**Objective:** Reproduce word for word the portion of the passage on urban planning in Auckland below that begins with "If you find" and ends with "allow something better.".

For a long time it seemed to me that most of our urban problems here in Auckland, as well as overseas, had arisen through a lack of planning. At first glance, it seems as though the urban sprawl and automobile dependency we suffer from has been the result of insufficient planning rules and regulations – which have been unable to stop developers from building stuff that we don’t like.

If you find yourself involved in the details of planning for any period of time, it generally comes down to feeling like a fundamental battle between those wanting tougher and tougher rules, to hopefully, finally, create better urban environments; and those who want fewer rules so they are more able to do what they want. The assumption is that fewer rules will lead to car-dependent, poor-quality, environment destroying, sprawl (like what we’ve had for most of the past 50 years), whereas more, tougher and increasingly intricately detailed rules might allow something better.

Often the battle becomes ideological and political. More regulation versus less regulation, restrictions on property rights versus freedom to do what you like with your land. Inevitably, this becomes a “Left” versus “Right” issue, with those on the left wanting more regulation to ensure desirable urban outcomes, while those on the right finding themselves rather fond of car-dependent suburbia – because it seems like a natural market outcome. Just the other day I found myself listening to Councillor Dick Quax lavishing praise on the suburbia of Pakuranga, scorning those “planners” who seem to dislike it so much.

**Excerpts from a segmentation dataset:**

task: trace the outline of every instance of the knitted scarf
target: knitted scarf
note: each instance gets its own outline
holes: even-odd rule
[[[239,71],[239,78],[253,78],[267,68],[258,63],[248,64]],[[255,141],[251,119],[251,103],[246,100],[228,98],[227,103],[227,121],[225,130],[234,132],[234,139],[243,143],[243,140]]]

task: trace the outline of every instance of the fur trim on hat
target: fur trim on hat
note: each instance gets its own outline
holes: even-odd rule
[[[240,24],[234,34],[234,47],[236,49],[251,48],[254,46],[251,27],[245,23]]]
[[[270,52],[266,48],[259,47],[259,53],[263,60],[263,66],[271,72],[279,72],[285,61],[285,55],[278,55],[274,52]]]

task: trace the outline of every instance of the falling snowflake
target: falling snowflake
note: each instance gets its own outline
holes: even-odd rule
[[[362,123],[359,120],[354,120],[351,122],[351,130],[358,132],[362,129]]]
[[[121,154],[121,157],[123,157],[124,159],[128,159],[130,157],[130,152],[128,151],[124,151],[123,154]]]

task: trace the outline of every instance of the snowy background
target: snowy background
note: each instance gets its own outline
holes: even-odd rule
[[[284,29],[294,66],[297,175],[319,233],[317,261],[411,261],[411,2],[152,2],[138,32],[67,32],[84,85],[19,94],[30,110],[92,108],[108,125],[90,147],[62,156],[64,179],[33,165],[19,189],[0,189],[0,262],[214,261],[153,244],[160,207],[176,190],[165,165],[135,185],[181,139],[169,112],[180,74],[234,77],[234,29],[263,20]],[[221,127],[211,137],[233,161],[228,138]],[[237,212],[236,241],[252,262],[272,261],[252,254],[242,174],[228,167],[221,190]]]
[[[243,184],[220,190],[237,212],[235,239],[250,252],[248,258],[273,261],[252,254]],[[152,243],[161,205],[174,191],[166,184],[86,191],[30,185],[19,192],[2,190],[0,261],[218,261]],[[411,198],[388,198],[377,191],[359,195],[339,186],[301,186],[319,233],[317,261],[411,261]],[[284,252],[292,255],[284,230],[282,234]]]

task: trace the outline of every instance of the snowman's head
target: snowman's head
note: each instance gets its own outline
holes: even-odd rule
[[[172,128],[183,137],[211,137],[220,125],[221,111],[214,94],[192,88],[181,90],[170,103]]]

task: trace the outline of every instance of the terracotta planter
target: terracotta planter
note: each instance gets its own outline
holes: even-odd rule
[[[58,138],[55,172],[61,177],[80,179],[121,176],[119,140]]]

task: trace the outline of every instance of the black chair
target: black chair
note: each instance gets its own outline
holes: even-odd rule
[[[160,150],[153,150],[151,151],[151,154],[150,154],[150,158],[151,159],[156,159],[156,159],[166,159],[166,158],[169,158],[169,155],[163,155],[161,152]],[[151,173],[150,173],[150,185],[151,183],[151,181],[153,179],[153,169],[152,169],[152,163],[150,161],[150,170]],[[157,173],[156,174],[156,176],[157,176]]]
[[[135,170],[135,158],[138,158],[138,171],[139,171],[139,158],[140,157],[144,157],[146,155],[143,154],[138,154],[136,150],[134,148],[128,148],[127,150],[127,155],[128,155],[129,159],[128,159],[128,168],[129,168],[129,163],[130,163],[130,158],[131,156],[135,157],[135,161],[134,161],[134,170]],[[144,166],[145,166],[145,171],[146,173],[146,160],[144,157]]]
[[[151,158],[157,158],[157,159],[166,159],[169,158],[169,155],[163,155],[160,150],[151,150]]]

**Task result:**
If you find yourself involved in the details of planning for any period of time, it generally comes down to feeling like a fundamental battle between those wanting tougher and tougher rules, to hopefully, finally, create better urban environments; and those who want fewer rules so they are more able to do what they want. The assumption is that fewer rules will lead to car-dependent, poor-quality, environment destroying, sprawl (like what we’ve had for most of the past 50 years), whereas more, tougher and increasingly intricately detailed rules might allow something better.